--- start of Records supplied ---
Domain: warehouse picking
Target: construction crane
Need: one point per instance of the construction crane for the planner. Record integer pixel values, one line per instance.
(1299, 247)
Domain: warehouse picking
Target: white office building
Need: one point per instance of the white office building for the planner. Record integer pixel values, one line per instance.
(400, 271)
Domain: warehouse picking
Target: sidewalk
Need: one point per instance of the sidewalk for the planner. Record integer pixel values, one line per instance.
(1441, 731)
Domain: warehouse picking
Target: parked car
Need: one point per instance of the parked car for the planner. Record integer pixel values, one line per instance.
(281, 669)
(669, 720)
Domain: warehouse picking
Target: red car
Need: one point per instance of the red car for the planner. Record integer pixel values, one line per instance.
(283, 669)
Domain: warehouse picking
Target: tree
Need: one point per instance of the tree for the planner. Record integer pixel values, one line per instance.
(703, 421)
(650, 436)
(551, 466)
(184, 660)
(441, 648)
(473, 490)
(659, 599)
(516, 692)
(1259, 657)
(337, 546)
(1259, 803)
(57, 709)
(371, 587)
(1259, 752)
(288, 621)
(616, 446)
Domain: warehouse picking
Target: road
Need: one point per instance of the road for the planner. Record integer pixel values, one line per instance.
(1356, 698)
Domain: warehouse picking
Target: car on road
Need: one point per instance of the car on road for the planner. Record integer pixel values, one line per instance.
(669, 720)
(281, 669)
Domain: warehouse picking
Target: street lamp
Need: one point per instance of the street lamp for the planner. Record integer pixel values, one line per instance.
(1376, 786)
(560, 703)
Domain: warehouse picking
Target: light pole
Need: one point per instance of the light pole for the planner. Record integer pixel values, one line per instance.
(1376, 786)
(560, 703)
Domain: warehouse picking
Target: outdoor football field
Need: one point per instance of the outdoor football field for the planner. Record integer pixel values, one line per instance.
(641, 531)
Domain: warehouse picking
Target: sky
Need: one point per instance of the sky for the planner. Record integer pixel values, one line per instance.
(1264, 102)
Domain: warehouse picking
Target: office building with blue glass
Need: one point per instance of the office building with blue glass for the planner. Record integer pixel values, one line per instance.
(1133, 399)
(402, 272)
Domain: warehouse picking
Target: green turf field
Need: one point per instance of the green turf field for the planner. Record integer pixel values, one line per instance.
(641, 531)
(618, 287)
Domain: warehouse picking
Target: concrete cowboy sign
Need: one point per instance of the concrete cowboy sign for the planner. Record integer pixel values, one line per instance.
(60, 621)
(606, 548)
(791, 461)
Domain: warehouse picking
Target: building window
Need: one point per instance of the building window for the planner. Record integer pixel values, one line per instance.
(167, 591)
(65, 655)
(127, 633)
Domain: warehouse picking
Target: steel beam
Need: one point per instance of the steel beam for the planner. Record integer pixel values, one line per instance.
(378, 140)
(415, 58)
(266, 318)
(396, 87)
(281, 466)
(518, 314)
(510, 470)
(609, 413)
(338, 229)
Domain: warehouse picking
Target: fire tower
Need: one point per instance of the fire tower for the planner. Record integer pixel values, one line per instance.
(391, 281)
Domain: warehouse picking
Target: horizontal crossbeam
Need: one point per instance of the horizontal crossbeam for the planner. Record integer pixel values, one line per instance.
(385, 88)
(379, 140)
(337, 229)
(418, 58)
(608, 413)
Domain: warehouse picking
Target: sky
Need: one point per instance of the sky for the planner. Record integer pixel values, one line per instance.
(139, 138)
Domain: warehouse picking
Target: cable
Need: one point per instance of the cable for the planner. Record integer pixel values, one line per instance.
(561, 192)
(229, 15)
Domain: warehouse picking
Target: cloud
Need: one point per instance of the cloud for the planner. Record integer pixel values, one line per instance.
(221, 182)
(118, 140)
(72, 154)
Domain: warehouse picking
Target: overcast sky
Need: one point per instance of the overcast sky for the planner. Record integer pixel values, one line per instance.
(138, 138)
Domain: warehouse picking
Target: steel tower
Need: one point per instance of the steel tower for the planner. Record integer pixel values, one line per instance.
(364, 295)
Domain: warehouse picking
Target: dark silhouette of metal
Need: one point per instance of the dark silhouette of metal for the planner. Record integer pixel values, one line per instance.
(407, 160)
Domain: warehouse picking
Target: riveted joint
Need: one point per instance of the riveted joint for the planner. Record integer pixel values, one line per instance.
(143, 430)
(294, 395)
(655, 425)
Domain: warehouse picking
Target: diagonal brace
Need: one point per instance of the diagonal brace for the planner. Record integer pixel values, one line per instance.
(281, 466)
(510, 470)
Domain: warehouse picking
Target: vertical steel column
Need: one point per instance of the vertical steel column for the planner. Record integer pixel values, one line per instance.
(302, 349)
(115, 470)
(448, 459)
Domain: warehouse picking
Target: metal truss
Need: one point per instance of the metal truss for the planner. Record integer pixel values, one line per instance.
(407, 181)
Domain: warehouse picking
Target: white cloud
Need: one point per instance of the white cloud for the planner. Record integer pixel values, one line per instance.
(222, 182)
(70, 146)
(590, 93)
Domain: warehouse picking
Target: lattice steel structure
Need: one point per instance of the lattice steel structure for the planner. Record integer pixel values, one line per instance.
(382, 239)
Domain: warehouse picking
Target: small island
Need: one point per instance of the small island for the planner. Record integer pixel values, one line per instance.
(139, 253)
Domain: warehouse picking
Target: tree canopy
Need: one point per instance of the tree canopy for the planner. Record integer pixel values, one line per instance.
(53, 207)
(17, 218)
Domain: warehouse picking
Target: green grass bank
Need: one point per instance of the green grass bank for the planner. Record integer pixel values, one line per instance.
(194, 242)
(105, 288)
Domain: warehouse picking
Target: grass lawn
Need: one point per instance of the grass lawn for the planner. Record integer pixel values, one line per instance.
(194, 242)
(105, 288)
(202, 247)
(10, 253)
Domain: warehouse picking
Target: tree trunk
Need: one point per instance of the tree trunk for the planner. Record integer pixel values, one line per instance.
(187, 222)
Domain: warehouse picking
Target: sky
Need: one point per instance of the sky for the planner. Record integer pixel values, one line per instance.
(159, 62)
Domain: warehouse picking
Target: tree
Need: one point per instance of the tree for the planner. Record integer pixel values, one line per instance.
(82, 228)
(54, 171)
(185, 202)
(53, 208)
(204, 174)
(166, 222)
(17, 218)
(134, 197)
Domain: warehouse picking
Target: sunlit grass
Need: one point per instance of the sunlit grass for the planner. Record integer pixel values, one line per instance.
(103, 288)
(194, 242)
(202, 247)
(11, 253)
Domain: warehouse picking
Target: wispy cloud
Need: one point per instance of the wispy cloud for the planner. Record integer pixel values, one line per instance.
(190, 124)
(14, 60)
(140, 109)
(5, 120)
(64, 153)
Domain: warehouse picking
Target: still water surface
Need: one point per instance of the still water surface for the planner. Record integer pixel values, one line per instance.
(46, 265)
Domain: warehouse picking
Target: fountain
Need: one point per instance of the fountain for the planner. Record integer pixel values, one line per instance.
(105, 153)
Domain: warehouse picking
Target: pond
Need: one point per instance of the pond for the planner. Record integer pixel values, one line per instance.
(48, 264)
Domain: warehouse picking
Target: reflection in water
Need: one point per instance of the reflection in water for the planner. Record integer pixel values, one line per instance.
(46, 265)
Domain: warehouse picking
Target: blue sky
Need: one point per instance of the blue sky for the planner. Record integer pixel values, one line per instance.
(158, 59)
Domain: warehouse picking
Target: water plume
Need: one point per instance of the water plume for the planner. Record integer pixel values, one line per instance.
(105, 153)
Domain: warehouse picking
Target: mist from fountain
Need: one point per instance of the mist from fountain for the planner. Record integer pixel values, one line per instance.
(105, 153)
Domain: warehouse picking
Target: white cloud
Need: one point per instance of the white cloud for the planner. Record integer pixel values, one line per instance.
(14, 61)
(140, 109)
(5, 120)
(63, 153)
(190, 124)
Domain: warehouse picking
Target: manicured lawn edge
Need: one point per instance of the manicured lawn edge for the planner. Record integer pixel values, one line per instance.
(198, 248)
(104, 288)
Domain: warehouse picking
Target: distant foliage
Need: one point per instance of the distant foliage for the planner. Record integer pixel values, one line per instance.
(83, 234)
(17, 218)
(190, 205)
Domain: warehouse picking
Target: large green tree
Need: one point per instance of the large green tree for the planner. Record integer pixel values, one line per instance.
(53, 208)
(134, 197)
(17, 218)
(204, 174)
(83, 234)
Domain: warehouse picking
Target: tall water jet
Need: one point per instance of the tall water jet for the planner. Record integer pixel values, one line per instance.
--- end of Records supplied ---
Report every line of the data above that contains the string "turf", treating uppercase and lowercase as different.

#### Answer to the exercise:
Target: green turf field
Need: one point per instance of the green turf field for the planner. Record integer pixel values, one line per instance.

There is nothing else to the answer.